_Stated problem_. Restate the records in their entirety, word for word.

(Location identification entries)
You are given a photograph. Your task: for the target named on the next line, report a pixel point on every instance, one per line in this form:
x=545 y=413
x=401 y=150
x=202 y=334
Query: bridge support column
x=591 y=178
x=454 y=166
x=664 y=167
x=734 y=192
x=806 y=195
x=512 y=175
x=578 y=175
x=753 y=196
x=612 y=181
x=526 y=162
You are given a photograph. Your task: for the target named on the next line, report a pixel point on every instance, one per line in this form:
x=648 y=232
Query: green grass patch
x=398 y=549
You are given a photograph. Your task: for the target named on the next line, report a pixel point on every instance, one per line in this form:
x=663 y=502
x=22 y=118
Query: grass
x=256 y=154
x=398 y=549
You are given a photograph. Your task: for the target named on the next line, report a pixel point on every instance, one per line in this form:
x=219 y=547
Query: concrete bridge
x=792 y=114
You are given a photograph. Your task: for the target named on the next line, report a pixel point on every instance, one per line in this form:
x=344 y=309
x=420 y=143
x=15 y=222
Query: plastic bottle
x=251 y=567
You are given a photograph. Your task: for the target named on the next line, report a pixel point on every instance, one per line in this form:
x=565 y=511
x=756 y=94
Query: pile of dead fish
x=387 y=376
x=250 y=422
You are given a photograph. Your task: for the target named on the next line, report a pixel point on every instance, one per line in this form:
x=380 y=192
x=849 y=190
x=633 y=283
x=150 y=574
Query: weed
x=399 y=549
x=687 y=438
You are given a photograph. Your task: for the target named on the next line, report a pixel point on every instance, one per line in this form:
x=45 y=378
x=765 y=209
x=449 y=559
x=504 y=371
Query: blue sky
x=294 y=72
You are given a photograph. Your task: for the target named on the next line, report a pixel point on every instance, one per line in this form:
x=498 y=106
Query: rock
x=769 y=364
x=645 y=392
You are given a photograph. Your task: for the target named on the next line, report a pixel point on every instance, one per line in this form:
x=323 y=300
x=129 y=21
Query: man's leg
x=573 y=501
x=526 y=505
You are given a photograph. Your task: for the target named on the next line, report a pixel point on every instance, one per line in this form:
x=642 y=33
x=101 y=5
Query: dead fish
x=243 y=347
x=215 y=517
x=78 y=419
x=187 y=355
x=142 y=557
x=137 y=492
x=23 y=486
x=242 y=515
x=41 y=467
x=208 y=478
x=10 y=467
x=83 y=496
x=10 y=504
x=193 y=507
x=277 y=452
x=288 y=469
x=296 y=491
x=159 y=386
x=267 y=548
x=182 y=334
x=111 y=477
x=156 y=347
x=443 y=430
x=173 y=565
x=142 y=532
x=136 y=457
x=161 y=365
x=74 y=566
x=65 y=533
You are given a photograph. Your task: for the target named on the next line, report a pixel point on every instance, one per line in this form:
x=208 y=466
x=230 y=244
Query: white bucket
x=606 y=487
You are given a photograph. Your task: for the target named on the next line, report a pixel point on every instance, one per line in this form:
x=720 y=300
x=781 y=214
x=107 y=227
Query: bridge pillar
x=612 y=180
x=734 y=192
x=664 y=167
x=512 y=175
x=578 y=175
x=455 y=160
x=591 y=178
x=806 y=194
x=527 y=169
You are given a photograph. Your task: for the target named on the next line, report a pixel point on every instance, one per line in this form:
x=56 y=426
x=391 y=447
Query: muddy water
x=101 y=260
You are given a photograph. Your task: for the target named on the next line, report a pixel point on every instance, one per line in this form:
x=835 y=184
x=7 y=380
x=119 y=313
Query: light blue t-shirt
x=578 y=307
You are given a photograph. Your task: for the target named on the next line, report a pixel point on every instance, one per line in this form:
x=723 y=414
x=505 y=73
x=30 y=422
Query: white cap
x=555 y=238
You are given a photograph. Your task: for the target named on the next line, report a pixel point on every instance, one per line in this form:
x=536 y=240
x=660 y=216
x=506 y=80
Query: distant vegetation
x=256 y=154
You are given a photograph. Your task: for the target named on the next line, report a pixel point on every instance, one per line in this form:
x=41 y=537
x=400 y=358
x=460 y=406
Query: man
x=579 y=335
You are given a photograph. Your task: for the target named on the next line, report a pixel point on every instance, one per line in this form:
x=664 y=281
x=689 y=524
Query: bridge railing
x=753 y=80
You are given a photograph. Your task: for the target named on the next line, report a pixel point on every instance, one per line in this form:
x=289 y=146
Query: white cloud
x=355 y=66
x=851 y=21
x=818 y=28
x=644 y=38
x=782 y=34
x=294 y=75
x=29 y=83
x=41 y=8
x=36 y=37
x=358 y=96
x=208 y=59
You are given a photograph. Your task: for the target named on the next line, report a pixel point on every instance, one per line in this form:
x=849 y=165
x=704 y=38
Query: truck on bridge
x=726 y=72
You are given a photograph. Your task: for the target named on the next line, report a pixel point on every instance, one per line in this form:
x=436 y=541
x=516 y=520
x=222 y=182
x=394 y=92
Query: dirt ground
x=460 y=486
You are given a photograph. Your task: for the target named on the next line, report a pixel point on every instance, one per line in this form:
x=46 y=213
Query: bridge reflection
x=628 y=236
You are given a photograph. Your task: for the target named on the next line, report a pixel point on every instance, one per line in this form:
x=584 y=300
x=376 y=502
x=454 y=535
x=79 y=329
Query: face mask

_Output for this task_.
You are given a photograph. Your task: for the target named on the next line, report a pixel point on every instance, one per line in this form:
x=545 y=413
x=401 y=150
x=202 y=334
Query: bridge support column
x=591 y=178
x=454 y=166
x=664 y=167
x=734 y=192
x=806 y=195
x=512 y=175
x=578 y=175
x=753 y=196
x=612 y=181
x=526 y=162
You are given a photograph. Your task: for the target named on the next line, report a pixel point on every instance, one per line in this form:
x=648 y=232
Query: green grass patch
x=398 y=549
You are given a photograph. Your task: for the target named on the next line, report a pixel point on every instance, one per line in this form:
x=663 y=502
x=22 y=118
Query: grass
x=256 y=154
x=398 y=549
You are given a photograph. Your task: for the target named on the next line, report a pixel point on every instance, one per line in this form:
x=219 y=547
Query: concrete bridge
x=792 y=114
You are given a photograph. Your task: for the target named on the next line, report a pixel point on every instance, one per line in this form:
x=344 y=309
x=420 y=143
x=15 y=222
Query: plastic bottle
x=251 y=567
You are given a photograph. Your task: for the target named on the next line, report a pixel point on every instance, one per line in this form:
x=565 y=511
x=756 y=94
Query: pile of dead fish
x=387 y=376
x=250 y=422
You are given a photograph. Your task: for the target named on the next line, report a pixel point on every instance, one per line in this form:
x=380 y=192
x=849 y=190
x=633 y=283
x=150 y=574
Query: weed
x=399 y=549
x=687 y=438
You are given a photograph. Your task: for the target named on the next line, report a pixel point on every instance, one per line in this form:
x=45 y=378
x=765 y=209
x=449 y=559
x=504 y=371
Query: blue sky
x=294 y=72
You are given a photograph. Your task: for the target named on the next line, report a pixel point on every instance, one per line in this form:
x=498 y=106
Query: rock
x=769 y=364
x=645 y=392
You are given a photograph. Your task: for the target named on the next line, report a pixel point on every instance, one per line in this form:
x=323 y=300
x=129 y=21
Query: man's leg
x=573 y=501
x=526 y=505
You are given a photograph. Your task: for the target named on the next line, report a pixel point on every instance, one per line in this form:
x=642 y=33
x=101 y=5
Query: dead fish
x=243 y=347
x=215 y=517
x=78 y=419
x=187 y=355
x=142 y=557
x=137 y=492
x=23 y=486
x=242 y=515
x=41 y=467
x=208 y=478
x=10 y=467
x=83 y=496
x=10 y=504
x=193 y=507
x=277 y=452
x=288 y=469
x=296 y=491
x=159 y=386
x=267 y=548
x=182 y=334
x=111 y=477
x=156 y=347
x=443 y=430
x=173 y=565
x=142 y=532
x=136 y=457
x=161 y=365
x=74 y=566
x=65 y=533
You are given a photograph. Your task: for the target named on the next line, report a pixel point on every instance, one per line in this form:
x=208 y=466
x=230 y=244
Query: white bucket
x=606 y=487
You are given a photograph. Your task: for the target named on the next line, report a pixel point on every instance, one per line in this form:
x=720 y=300
x=781 y=214
x=107 y=227
Query: bridge pillar
x=612 y=180
x=734 y=192
x=664 y=167
x=512 y=175
x=578 y=175
x=455 y=160
x=591 y=178
x=806 y=194
x=527 y=169
You are given a photograph. Your task: for the target named on the next line, report a pixel point on every instance, one per line in this form:
x=56 y=426
x=391 y=447
Query: muddy water
x=101 y=260
You are given a photograph. Your task: for the target named on the next line, report a pixel point on every instance, one per line in this form:
x=835 y=184
x=7 y=380
x=119 y=313
Query: light blue t-shirt
x=578 y=307
You are given a photograph. Your task: for the target named on the next line, report a pixel point on every instance, one per line in this form:
x=723 y=414
x=505 y=73
x=30 y=422
Query: white cap
x=555 y=238
You are given a photograph. Your task: for the target named on the next line, report a pixel point on every instance, one per line in this form:
x=536 y=240
x=660 y=216
x=506 y=80
Query: distant vegetation
x=256 y=154
You are given a photograph. Your task: for the target named on the next line, report a pixel point on every instance, one per line in this form:
x=41 y=537
x=400 y=358
x=460 y=406
Query: man
x=579 y=335
You are given a photograph. Your task: for the target named on the next line, report a pixel point on every instance, one per line in this form:
x=664 y=281
x=689 y=524
Query: bridge railing
x=753 y=80
You are given a photograph. Your task: for the target named on the next line, report a pixel point on every instance, one per line in this form:
x=289 y=146
Query: white cloud
x=355 y=66
x=851 y=21
x=818 y=28
x=644 y=38
x=782 y=34
x=294 y=75
x=29 y=83
x=41 y=8
x=36 y=37
x=358 y=96
x=208 y=59
You are given a photograph. Your task: for the target named on the next line, report a pixel point on every instance, one per line in this form:
x=849 y=165
x=704 y=38
Query: truck on bridge
x=726 y=72
You are given a photograph. Your task: for the target named on the next line, report a pixel point on every instance, one per line in this form:
x=436 y=541
x=516 y=520
x=222 y=182
x=394 y=92
Query: dirt ground
x=460 y=486
You are given a photograph. Your task: for the target named on the next line, report a pixel point on every instance, one per line in this form:
x=46 y=213
Query: bridge reflection
x=628 y=236
You are given a photograph. Your task: for the target named on the next line, report a pixel point on every instance, one per line in this form:
x=584 y=300
x=376 y=502
x=454 y=535
x=79 y=329
Query: face mask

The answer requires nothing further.